>> Start SOURCE DATA

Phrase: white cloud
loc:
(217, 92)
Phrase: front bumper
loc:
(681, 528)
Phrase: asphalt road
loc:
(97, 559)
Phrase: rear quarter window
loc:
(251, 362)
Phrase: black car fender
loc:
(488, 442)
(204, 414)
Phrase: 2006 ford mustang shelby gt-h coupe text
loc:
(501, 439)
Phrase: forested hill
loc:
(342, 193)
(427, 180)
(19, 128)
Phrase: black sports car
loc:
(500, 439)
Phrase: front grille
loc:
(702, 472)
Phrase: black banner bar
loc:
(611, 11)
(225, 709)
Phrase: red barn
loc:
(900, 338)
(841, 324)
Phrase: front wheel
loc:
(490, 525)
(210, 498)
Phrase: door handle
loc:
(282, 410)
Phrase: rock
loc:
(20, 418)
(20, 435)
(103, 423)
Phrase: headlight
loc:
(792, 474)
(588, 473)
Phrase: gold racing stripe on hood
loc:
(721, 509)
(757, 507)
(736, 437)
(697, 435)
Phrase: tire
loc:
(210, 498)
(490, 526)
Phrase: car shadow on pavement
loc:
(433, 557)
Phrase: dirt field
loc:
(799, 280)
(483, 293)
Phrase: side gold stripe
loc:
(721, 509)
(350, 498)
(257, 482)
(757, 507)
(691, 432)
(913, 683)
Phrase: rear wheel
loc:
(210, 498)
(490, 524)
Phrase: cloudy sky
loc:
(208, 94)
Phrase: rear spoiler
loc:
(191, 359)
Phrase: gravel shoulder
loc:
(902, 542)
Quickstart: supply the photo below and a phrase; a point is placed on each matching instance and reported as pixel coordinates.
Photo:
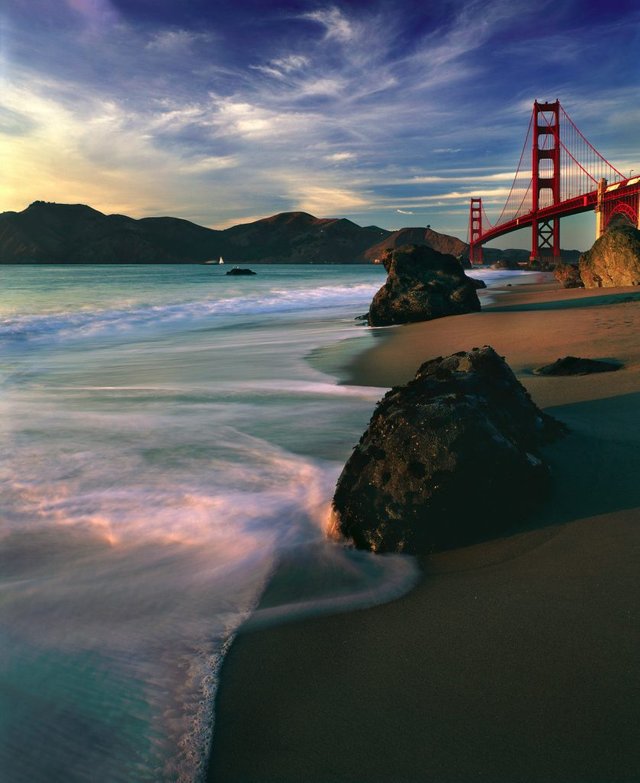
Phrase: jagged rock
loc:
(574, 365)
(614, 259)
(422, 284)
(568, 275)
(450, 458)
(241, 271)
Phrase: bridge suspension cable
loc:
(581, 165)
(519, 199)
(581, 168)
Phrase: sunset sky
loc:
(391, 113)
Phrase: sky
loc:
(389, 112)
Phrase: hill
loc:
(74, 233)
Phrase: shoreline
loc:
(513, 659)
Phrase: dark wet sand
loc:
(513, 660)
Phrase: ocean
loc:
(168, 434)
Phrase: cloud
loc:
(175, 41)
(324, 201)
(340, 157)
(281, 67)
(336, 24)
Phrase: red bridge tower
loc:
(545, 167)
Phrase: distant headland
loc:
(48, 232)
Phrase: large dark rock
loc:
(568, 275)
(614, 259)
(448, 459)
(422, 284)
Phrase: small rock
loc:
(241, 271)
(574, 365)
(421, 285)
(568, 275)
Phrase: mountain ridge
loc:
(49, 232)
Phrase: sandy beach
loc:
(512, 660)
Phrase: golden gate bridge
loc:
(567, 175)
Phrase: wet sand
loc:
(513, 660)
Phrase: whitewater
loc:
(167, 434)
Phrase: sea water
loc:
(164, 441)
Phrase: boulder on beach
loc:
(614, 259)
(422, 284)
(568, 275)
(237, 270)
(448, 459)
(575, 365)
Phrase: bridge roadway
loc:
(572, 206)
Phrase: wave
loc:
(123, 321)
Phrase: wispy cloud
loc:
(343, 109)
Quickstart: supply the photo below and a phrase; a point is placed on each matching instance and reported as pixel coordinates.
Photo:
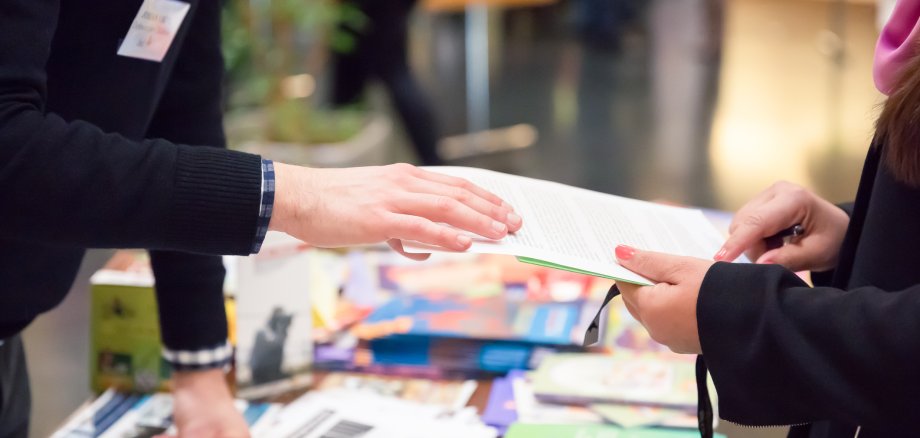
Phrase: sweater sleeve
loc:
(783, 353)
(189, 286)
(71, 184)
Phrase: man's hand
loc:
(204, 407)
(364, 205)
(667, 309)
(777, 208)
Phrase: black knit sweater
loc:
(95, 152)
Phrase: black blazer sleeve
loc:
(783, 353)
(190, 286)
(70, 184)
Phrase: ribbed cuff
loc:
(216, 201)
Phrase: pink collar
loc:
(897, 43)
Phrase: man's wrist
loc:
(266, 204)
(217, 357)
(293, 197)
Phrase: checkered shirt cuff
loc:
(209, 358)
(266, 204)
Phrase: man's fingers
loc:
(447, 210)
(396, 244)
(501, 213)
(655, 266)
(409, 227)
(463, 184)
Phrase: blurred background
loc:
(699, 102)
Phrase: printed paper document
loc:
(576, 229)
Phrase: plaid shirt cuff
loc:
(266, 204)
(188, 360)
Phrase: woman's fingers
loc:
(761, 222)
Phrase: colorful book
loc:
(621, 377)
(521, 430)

>> End SOURCE DATA

### TASK OBJECTIVE
Make an exact copy of the whole listing, but don't bring over any pictures.

### SOLUTION TO THIS TASK
Phrase: white cloud
loc:
(217, 92)
Phrase: front bumper
loc:
(681, 528)
Phrase: asphalt road
loc:
(97, 559)
Phrase: rear quarter window
loc:
(251, 362)
Phrase: black car fender
loc:
(488, 442)
(204, 414)
Phrase: 2006 ford mustang shelby gt-h coupe text
loc:
(501, 439)
Phrase: forested hill
loc:
(342, 193)
(427, 180)
(19, 128)
Phrase: black sports car
loc:
(500, 439)
Phrase: front grille
loc:
(702, 472)
Phrase: black banner bar
loc:
(611, 11)
(225, 709)
Phrase: red barn
loc:
(900, 338)
(841, 324)
Phrase: front wheel
loc:
(490, 525)
(210, 498)
Phrase: door handle
loc:
(282, 410)
Phrase: rock
loc:
(20, 418)
(20, 435)
(103, 423)
Phrase: headlight
loc:
(792, 474)
(588, 473)
Phrase: gold racing stripe on hood
loc:
(721, 509)
(757, 507)
(736, 437)
(697, 435)
Phrase: tire
loc:
(210, 498)
(490, 526)
Phrase: car shadow on pavement
loc:
(433, 557)
Phrase: dirt field
loc:
(799, 280)
(483, 293)
Phrase: side gold stripe
loc:
(721, 509)
(350, 498)
(257, 482)
(757, 507)
(691, 432)
(913, 683)
Phrase: rear wheel
loc:
(210, 498)
(490, 524)
Phrase: cloudy sky
loc:
(208, 94)
Phrase: rear spoiler
loc:
(191, 359)
Phrase: gravel shoulder
loc:
(902, 542)
Quickstart: supply the photo below and a phrase; a point is placed on each matching instance and reported as pixel coordinates.
Photo:
Phrase: jagged rock
loc:
(574, 365)
(614, 259)
(422, 284)
(568, 275)
(450, 458)
(241, 271)
Phrase: bridge suspension cable
loc:
(581, 165)
(519, 199)
(581, 168)
Phrase: sunset sky
loc:
(391, 113)
Phrase: sky
loc:
(389, 112)
Phrase: hill
loc:
(74, 233)
Phrase: shoreline
loc:
(513, 659)
Phrase: dark wet sand
loc:
(513, 660)
Phrase: ocean
loc:
(168, 434)
Phrase: cloud
loc:
(175, 41)
(324, 201)
(340, 157)
(281, 67)
(336, 24)
Phrase: red bridge tower
loc:
(545, 167)
Phrase: distant headland
loc:
(48, 232)
Phrase: large dark rock
loc:
(568, 275)
(614, 259)
(448, 459)
(422, 284)
Phrase: small rock
loc:
(241, 271)
(574, 365)
(421, 285)
(568, 275)
Phrase: mountain ridge
loc:
(49, 232)
Phrase: sandy beach
loc:
(512, 660)
Phrase: golden gate bridge
loc:
(567, 175)
Phrase: wet sand
loc:
(513, 660)
Phrase: whitewater
loc:
(167, 434)
Phrase: sea water
loc:
(164, 441)
Phrase: boulder on beach
loc:
(614, 259)
(422, 284)
(568, 275)
(237, 270)
(448, 459)
(575, 365)
Phrase: bridge roadway
loc:
(572, 206)
Phrase: wave
loc:
(123, 321)
Phrase: wispy cloud
loc:
(343, 109)
Quickstart: supply the photo below and a phrase; a point is placed on each matching instance and reported as pixel coordinates.
Photo:
Phrase: sweater sleeve
loc:
(783, 353)
(189, 286)
(71, 184)
Phrase: man's hand
loc:
(204, 407)
(364, 205)
(667, 309)
(777, 208)
Phrase: black knit sweater
loc:
(95, 152)
Phrase: black blazer sleeve
loc:
(783, 353)
(190, 286)
(70, 184)
Phrase: ribbed cuff
loc:
(216, 201)
Phrase: pink collar
loc:
(897, 43)
Phrase: man's wrist
loc:
(266, 204)
(217, 357)
(293, 197)
Phrase: checkered shirt cuff
loc:
(209, 358)
(266, 204)
Phrase: man's fingers
loc:
(447, 210)
(396, 244)
(501, 213)
(655, 266)
(409, 227)
(463, 184)
Phrase: blurred background
loc:
(699, 102)
Phrase: printed paper document
loc:
(576, 229)
Phrase: plaid shirt cuff
loc:
(266, 204)
(188, 360)
Phrase: woman's fingers
loc:
(761, 222)
Phrase: colorful book
loc:
(621, 377)
(521, 430)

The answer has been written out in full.